:: Your objective ::
Copy the article on children's pain control from "Perhaps the biggest" to "really feel pain.", replacing "heart surgery" with "cardiac surgery".

:: Document extract ::
'''

But over the last 15 years, Dr. Berde said, the focus has shifted to optimizing all the nonopioid methods of pain control. That means using regional anesthesia, like nerve blocks, using nonsteroidal anti-inflammatory drugs, like ibuprofen and its relatives, and using acetaminophen (Tylenol). Dr. Berde, who wrote a 2016 review of the different modalities for pain control, said that opioids are still important for the most painful surgeries, such as large spine operations and open chest operations, although even in these situations, most children get them for less than a week. For smaller surgical procedures, he said, they should be used as “rescue” drugs when others fail, not as the predominant agents.
“Pain medicines act on different sites in the periphery and in the central nervous system,” Dr. Berde said. “Combinations are often more effective than a single medicine.” Thus, in the first couple of days after a minor surgical procedure, a child might get round-the-clock acetaminophen and nonsteroidal anti-inflammatory medication, using opioids only as backup, very short-term for a midrange procedure.
Surgical procedures nowadays often use minimally invasive methods like laparoscopy and arthroscopy, with easier recoveries and less pain, and patients are generally encouraged to return to activity much more quickly than in the past. Procedures are often done on an ambulatory outpatient basis, which puts responsibility for pain management on the parents when they take their child home. “Ideally, you want to have your kid in a hospital where they make it a priority to have systems in place,” Dr. Berde said. Parents need clear guidance, and they should know whom they can call with questions and problems.
“Kids benefit from a very individualized tailored approach,” Dr. Berde said, “from being honest with them about when there is discomfort and giving them ways to get through it, ways to feel like there is some mastery.” A child’s pain control should be tailored not only to the particular surgery, he said, but also to past experiences with pain, and even to the individual biology of the child. “There are clear biological differences between people in how much medicine they need and how well it works for them,” he said, and in the near future, it may be possible to predict these differences and tailor individual pain regimens.
Parents should be vigilant that their children are in fact receiving adequate pain management. “Parents assume everything possible is already being done for their child when we know in fact many of the evidence-based solutions for acute or procedural pain many times are not used in practice,” said Christine Chambers, a professor and children’s pain researcher at Dalhousie University in Halifax, Nova Scotia. “Pain skill isn’t given the priority that it deserves.”
Busy clinicians are not always aware, Dr. Chambers said, that “the experience of poorly managed pain early in life makes you more vulnerable physiologically and psychologically to pain later on.” In a study of infant circumcision, she said, the babies who did not receive proper analgesia showed more distress later on with vaccination.
Perhaps the biggest impact of parent advocacy involves surgery on premature infants, which was sometimes done without any pain medication only a few decades ago. The landmark story often cited here is the case of Jeffrey Lawson, a premature infant whose mother, Jill Lawson, requested his medical records after his death in 1986, and discovered that he had been paralyzed for heart surgery but given no pain medicine, on the belief that the immature nervous systems of the premature baby did not really feel pain.
The American Pain Society gives an annual Jeffrey Lawson Award for advocacy in children’s pain relief to commemorate his mother’s efforts to bring about better pain control in children, a reminder that it can take more than science to change clinical practice.
This is the first in a series of columns on pain in children.

'''

:: Supplied entries ::
'''

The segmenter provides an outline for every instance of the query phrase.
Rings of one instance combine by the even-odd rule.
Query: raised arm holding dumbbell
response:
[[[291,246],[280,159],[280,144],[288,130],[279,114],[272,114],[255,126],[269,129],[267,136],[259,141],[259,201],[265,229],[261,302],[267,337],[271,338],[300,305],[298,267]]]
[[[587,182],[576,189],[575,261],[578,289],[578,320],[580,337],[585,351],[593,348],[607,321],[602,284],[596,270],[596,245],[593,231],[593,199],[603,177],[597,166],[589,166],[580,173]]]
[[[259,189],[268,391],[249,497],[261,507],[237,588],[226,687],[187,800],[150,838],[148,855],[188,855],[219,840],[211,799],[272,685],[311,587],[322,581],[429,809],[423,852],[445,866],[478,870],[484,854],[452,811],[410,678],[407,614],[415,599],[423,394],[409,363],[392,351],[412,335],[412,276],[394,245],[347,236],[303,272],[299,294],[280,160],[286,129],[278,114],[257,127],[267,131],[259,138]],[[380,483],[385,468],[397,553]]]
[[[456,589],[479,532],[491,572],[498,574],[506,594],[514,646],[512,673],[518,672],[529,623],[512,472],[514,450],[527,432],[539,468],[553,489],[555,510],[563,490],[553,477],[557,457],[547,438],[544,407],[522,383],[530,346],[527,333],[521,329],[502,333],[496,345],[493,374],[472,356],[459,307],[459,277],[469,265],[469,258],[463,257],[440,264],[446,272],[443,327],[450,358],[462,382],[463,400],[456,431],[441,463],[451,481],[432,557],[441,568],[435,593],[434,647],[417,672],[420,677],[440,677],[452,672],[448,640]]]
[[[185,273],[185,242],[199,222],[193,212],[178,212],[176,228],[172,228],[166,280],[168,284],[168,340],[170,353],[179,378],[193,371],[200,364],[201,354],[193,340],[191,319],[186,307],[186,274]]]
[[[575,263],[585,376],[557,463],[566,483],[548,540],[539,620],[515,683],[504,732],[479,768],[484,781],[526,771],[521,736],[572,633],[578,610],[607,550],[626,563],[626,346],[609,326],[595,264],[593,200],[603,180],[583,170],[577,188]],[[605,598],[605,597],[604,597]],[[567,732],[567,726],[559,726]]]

'''
'''

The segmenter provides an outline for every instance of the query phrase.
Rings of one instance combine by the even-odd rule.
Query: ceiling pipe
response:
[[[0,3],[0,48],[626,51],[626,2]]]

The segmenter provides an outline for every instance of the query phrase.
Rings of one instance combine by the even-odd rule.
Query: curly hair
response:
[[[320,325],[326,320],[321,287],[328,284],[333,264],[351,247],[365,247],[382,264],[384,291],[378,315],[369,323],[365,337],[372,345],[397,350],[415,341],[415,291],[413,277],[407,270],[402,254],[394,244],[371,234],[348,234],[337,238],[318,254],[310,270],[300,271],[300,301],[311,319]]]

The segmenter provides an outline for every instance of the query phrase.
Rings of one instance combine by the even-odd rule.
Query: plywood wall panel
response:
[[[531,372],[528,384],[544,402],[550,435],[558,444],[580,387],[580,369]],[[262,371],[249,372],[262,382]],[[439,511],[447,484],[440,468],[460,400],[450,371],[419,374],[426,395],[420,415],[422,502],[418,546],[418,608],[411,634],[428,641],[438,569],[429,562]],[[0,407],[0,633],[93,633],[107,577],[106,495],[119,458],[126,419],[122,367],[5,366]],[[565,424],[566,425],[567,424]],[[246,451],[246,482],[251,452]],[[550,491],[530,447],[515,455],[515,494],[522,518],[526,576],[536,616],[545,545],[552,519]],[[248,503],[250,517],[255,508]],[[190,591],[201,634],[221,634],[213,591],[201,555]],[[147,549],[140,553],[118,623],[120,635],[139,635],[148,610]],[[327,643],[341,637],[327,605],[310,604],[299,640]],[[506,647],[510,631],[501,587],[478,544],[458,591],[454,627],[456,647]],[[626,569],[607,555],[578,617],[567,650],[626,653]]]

'''
'''

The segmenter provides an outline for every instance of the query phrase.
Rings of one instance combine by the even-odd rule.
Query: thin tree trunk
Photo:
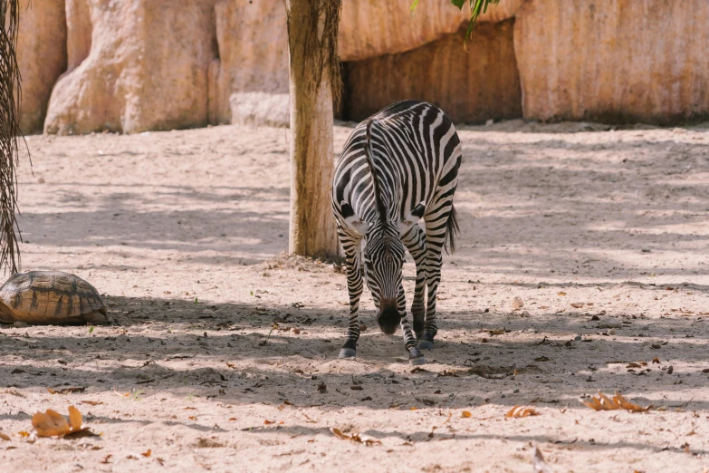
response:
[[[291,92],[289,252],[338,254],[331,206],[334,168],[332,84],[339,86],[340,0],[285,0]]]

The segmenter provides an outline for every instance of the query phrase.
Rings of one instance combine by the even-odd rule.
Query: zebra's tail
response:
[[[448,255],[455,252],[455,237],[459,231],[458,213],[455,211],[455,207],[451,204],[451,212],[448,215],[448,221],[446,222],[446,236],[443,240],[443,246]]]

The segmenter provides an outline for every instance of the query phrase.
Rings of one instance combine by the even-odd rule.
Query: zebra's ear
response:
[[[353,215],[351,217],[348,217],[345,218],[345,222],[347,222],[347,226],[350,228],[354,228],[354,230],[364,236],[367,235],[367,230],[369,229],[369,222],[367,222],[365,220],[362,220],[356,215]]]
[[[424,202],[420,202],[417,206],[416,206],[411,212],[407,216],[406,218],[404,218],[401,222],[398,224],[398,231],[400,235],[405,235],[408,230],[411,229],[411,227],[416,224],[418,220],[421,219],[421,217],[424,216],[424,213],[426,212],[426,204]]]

'''

:: Task output ::
Perhaps the biggest impact of parent advocacy involves surgery on premature infants, which was sometimes done without any pain medication only a few decades ago. The landmark story often cited here is the case of Jeffrey Lawson, a premature infant whose mother, Jill Lawson, requested his medical records after his death in 1986, and discovered that he had been paralyzed for cardiac surgery but given no pain medicine, on the belief that the immature nervous systems of the premature baby did not really feel pain.